── SELECTED EXCERPT

### Imports

In [1]:
import psycopg2
import pandas as pd

In [2]:
def create_database():
    #connect to default database
    conn = psycopg2.connect("host=127.0.0.1 dbname=postgres user=**** password=****
    conn.set_session(autocommit=True)
    cur = conn.cursor()
    
    #create sparkify database with UTF8 encoding
    cur.execute("DROP DATABASE IF EXISTS accounts")
    cur.execute("CREATE DATABASE accounts")
    
    #close connection to default database
    conn.close()
    
    #connect to sparkify database
    conn = psycopg2.connect("host=127.0.0.1 dbname=accounts user=**** password=****")
    cur = conn.cursor()
    
    return cur, conn

In [3]:
def drop_tables(cur, conn):
    for query in drop_table_queries:
        cur.execute(query)
        conn.commit()

In [4]:
def create_tables(cur, conn):
    for query in create_table_queries:
        cur.execute(query)
        conn.commit()

### Accounts Country

In [5]:
AccountsCountry = pd.read_csv("Wealth Data/Wealth-AccountsCountry.csv", nrows=147)

In [6]:
AccountsCountry.columns

Index(['Code', 'Long Name', 'Income Group', 'Region', 'Lending category',
       'Other groups', 'Currency Unit', 'Latest population census',
       'Latest household survey', 'Special Notes',
       'National accounts base year', 'National accounts reference year',
       'System of National Accounts', 'SNA price valuation',
       'Alternative conversion factor', 'PPP survey years',
       'Balance of Payments Manual in use', 'External debt Reporting status',
       'System of trade', 'Government Accounting concept',
       'IMF data dissemination standard',
       'Source of most recent Income and expenditure data',
       'Vital registration complete', 'Latest agricultural census',
       'Latest industrial data', 'Latest trade data',
       'Latest water withdrawal data', '2-alpha code', 'WB-2 code',
       'Table Name', 'Short Name'],
      dtype='object')

In [7]:
selected_columns = ["Code", "Short Name", "Table Name", "Long Name", "Currency Unit"]
AccountsCountry_clean = AccountsCountry[selected_columns]

In [8]:
AccountsCountry_clean = AccountsCountry_clean.drop_duplicates(subset=["Code"])

In [9]:
AccountsCountry_clean.head()

Unnamed: 0,Code,Short Name,Table Name,Long Name,Currency Unit
0,ALB,Albania,Albania,Republic of Albania,Albanian lek
1,ARG,Argentina,Argentina,Argentine Republic,Argentine peso
2,ARM,Armenia,Armenia,Republic of Armenia,Armenian dram
3,AUS,Australia,Australia,Commonwealth of Australia,Australian dollar
4,AUT,Austria,Austria,Republic of Austria,Euro


In [10]:
print(AccountsCountry.shape)
print(AccountsCountry_clean.shape)

────
── LISTED RECORDS

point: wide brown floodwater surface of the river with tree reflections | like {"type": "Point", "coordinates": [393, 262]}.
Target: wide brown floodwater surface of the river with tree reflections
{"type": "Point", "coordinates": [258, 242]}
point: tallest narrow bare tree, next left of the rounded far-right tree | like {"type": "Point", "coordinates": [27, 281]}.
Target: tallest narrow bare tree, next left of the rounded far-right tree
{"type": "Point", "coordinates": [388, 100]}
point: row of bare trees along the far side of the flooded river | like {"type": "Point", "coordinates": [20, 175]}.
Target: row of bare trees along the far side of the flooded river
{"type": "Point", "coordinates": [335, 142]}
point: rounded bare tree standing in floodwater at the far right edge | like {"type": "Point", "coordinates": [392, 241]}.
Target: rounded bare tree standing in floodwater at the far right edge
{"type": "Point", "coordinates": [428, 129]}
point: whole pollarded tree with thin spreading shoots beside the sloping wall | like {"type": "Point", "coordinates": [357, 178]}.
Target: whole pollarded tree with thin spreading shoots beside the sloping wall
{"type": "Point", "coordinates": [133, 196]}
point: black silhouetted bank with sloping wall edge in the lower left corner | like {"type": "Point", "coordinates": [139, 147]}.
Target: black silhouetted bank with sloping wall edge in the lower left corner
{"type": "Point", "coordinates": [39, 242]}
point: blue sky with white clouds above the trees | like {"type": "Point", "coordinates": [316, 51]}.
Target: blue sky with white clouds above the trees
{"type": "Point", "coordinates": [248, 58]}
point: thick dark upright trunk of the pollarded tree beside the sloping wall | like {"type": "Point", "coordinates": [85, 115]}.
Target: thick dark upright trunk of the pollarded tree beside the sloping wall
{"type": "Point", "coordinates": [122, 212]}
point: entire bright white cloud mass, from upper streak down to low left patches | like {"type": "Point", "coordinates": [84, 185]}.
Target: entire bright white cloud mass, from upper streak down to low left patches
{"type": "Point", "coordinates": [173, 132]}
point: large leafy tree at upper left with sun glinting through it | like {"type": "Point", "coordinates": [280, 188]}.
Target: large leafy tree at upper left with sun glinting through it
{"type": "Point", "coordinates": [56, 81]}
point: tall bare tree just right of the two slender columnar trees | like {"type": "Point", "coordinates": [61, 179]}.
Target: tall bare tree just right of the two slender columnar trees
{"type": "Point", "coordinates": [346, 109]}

────

**WHAT YOU HAVE TO DO:** In the notebook, why does the create_database function open two database connections? Answer in one to three sentences.

**EXERCISE SOLUTION:** The first connection goes to the default postgres database, which the function uses to drop any existing accounts database and create a new one. That connection is then closed, and a second connection is opened to the new accounts database, whose cursor and connection the function returns.